TASK:
Where the line holding "Could you point to the knit stitch" appears, start copying, and continue exactly through the last line of the listing, skipping pictures.

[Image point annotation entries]

— BEGIN —

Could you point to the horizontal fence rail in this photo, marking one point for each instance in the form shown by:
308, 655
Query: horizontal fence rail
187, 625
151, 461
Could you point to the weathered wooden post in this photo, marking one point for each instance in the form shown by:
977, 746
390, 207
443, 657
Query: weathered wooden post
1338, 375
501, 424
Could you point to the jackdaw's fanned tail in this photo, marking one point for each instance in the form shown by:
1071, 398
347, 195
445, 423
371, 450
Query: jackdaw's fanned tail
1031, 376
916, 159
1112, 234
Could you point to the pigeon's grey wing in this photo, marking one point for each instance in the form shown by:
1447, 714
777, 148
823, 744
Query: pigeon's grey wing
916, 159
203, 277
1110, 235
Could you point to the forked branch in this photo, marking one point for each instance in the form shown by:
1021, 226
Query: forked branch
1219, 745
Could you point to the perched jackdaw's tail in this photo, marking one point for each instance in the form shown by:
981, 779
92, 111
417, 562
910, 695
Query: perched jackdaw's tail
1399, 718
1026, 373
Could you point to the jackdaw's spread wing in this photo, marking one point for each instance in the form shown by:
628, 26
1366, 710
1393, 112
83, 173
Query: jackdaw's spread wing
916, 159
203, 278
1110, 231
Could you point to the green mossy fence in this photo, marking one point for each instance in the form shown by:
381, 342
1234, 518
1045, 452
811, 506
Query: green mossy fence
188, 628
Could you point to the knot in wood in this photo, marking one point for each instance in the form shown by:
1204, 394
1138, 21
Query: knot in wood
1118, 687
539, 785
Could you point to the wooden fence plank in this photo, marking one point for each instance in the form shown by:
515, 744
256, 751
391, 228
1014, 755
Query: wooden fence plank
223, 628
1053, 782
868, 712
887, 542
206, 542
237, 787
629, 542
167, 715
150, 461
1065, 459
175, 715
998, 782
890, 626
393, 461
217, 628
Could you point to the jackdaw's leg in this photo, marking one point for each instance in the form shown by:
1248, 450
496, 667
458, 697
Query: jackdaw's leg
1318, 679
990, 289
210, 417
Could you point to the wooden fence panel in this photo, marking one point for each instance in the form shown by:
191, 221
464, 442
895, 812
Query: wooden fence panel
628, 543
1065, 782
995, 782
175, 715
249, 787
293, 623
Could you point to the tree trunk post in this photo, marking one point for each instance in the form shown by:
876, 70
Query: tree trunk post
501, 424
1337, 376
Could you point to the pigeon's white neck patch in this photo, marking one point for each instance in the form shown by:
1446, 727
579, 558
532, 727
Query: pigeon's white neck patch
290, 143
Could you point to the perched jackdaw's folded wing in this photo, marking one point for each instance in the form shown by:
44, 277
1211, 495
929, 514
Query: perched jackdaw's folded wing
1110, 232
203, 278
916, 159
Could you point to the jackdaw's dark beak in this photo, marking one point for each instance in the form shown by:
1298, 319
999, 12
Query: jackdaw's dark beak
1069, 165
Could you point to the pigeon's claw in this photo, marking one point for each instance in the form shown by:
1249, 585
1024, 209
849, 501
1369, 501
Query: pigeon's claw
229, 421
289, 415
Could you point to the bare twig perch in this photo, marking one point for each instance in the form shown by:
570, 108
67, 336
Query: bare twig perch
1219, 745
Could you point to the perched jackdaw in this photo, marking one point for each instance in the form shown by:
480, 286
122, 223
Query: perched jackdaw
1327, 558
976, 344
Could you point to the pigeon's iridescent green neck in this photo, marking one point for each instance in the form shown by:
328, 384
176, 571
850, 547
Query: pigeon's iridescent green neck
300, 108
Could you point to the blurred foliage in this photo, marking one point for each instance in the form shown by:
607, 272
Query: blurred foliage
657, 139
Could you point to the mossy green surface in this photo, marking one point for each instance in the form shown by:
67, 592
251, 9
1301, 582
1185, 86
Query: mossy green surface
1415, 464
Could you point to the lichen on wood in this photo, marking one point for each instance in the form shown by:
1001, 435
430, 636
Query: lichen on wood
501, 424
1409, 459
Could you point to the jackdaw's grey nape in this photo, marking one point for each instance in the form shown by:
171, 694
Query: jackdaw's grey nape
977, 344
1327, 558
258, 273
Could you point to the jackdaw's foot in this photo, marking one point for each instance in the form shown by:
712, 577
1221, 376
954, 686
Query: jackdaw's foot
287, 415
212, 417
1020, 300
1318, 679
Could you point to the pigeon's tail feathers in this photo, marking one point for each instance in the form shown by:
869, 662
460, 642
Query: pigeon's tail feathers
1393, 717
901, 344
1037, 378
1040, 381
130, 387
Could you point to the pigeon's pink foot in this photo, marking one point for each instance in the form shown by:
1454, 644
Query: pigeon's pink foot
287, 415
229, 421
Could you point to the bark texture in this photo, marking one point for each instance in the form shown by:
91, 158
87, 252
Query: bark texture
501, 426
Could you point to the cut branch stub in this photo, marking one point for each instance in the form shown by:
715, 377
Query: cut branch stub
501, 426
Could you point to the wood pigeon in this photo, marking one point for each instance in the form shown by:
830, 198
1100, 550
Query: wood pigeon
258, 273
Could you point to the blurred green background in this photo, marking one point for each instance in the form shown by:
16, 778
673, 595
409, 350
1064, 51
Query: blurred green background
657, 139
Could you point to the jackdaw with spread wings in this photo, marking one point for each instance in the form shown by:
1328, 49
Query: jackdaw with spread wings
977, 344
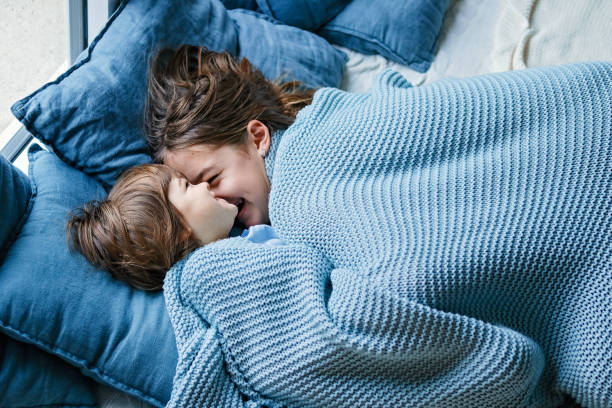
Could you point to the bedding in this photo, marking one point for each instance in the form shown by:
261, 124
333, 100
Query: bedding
91, 116
30, 377
405, 32
15, 192
465, 45
538, 33
54, 299
447, 245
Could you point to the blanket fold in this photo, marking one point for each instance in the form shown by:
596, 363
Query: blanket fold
447, 246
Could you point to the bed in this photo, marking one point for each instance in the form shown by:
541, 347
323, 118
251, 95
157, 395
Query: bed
475, 38
465, 49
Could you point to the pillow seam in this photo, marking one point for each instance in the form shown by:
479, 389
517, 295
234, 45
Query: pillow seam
6, 246
330, 28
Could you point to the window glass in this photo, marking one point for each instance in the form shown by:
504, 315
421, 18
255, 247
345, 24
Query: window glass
34, 49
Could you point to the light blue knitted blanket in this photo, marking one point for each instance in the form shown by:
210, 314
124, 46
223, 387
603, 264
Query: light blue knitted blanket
447, 246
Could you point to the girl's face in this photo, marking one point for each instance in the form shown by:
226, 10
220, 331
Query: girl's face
236, 173
210, 218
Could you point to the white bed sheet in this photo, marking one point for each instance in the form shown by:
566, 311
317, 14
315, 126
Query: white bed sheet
464, 49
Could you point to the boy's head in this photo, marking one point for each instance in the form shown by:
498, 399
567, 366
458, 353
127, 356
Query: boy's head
151, 219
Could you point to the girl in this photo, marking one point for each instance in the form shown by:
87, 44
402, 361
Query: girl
152, 218
443, 241
212, 118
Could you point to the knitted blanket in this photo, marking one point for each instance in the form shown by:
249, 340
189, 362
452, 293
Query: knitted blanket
446, 246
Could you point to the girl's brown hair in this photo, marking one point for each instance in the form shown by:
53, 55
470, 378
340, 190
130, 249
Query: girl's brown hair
135, 233
196, 96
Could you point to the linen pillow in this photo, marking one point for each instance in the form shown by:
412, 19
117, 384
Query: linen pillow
403, 31
307, 14
91, 116
30, 377
258, 32
54, 298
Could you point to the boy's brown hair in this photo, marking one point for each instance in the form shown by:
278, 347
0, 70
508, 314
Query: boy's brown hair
135, 233
196, 96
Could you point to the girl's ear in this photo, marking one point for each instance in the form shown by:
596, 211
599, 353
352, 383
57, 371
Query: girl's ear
259, 134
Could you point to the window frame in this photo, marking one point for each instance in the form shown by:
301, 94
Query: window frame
85, 20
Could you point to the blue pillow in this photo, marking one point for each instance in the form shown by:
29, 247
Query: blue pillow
54, 298
91, 116
307, 14
15, 195
30, 377
257, 32
403, 31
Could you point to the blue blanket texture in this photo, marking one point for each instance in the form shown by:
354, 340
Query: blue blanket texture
447, 246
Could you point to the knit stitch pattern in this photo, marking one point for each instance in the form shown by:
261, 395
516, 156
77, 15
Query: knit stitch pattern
448, 245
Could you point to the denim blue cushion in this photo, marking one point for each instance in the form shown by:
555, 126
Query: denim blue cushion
91, 116
15, 195
54, 298
317, 58
29, 377
403, 31
306, 14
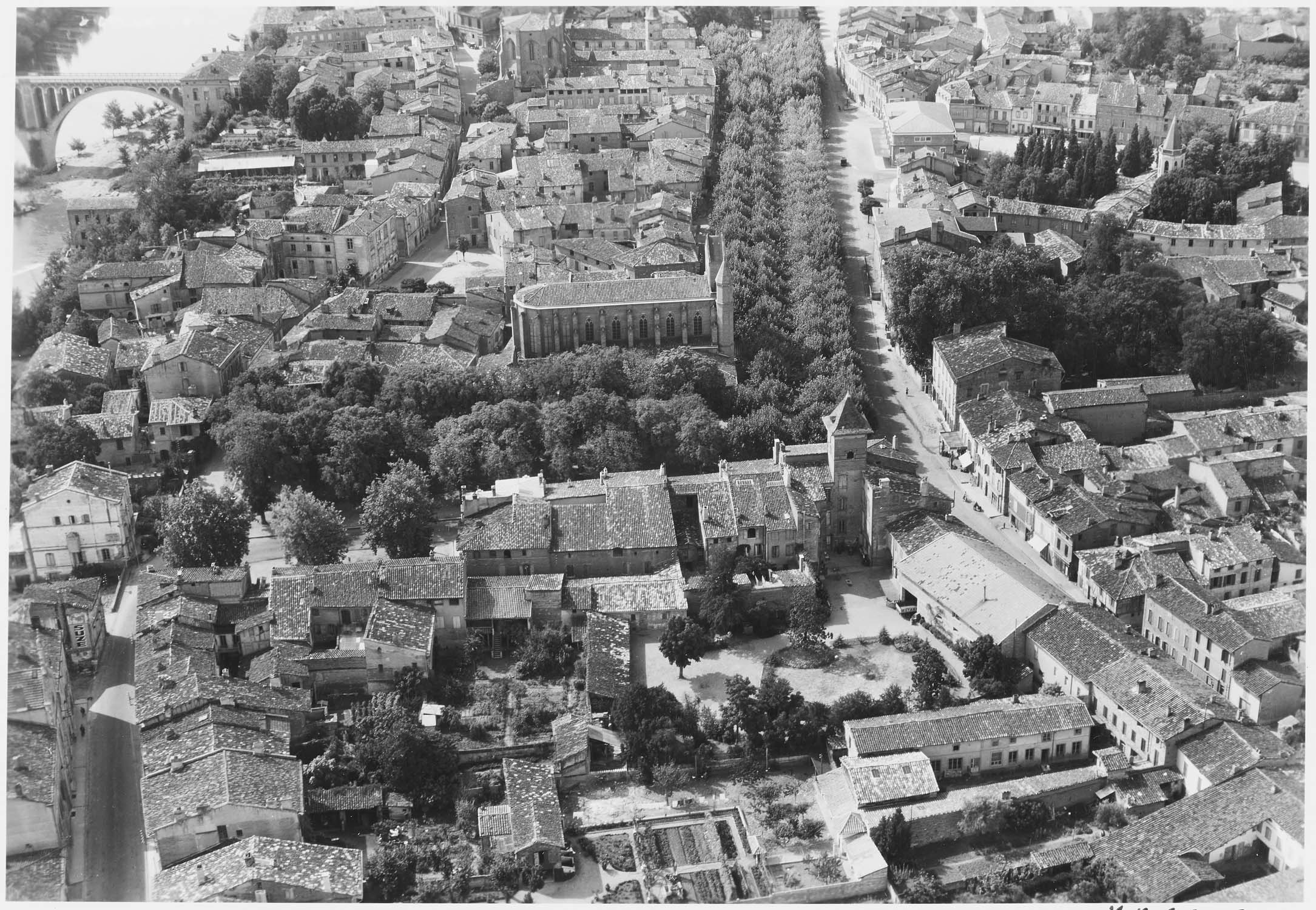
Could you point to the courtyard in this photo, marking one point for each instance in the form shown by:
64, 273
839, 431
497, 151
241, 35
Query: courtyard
860, 610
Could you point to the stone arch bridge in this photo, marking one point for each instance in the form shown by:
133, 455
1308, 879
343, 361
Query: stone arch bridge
41, 103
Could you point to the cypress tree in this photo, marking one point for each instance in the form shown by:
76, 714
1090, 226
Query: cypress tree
1103, 181
1148, 152
1131, 163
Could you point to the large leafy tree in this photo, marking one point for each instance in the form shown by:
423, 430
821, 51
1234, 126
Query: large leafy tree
254, 83
894, 837
370, 92
495, 440
807, 620
362, 441
203, 527
40, 388
258, 454
683, 642
398, 752
931, 676
56, 443
285, 81
322, 115
1224, 348
398, 513
545, 653
647, 718
312, 530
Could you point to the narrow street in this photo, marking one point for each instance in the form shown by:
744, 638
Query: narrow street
113, 844
894, 393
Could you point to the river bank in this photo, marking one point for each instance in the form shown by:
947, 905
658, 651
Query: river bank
41, 232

— END —

TASK RESULT:
Could you point to the knit stitch pattern in this photo, marking one point for each instance in the form shown by:
261, 395
516, 156
77, 15
Query: knit stitch pattern
448, 245
Could you point to the denim blue cushion in this photo, marking one point for each instance in the form shown by:
555, 126
Query: denim blue cushion
91, 116
15, 195
54, 298
317, 58
29, 377
403, 31
306, 14
Could you point to the courtyard in this photo, marking one point for each instance in the form shown by:
64, 273
839, 431
497, 151
241, 35
Query: courtyard
860, 610
Could you point to the stone arch bridge in this photo, marking one point for each instance in the form shown by:
133, 455
1308, 879
343, 361
Query: stone arch bridge
41, 103
Could you point to the cypress tree in this photo, marking one point for each instance in the form shown by:
76, 714
1090, 226
Query: cypress tree
1103, 181
1148, 152
1131, 163
Could you point to the large leafy tree in this photo, marking one point for each instance in the form shown by:
423, 430
821, 51
1234, 126
Query: large leafy tree
254, 83
894, 837
370, 92
495, 440
807, 620
362, 441
203, 527
40, 388
258, 454
683, 642
398, 752
931, 676
56, 443
285, 81
322, 115
1224, 348
398, 513
545, 653
647, 718
312, 530
Could you point to the narrow street in this photo, marking one point for each instance in the form shown by:
744, 638
Query: narrow street
113, 844
894, 393
Could you point to the river bank in this photo, marking one point for each instance in the form shown by:
947, 905
658, 651
Query: river bank
41, 232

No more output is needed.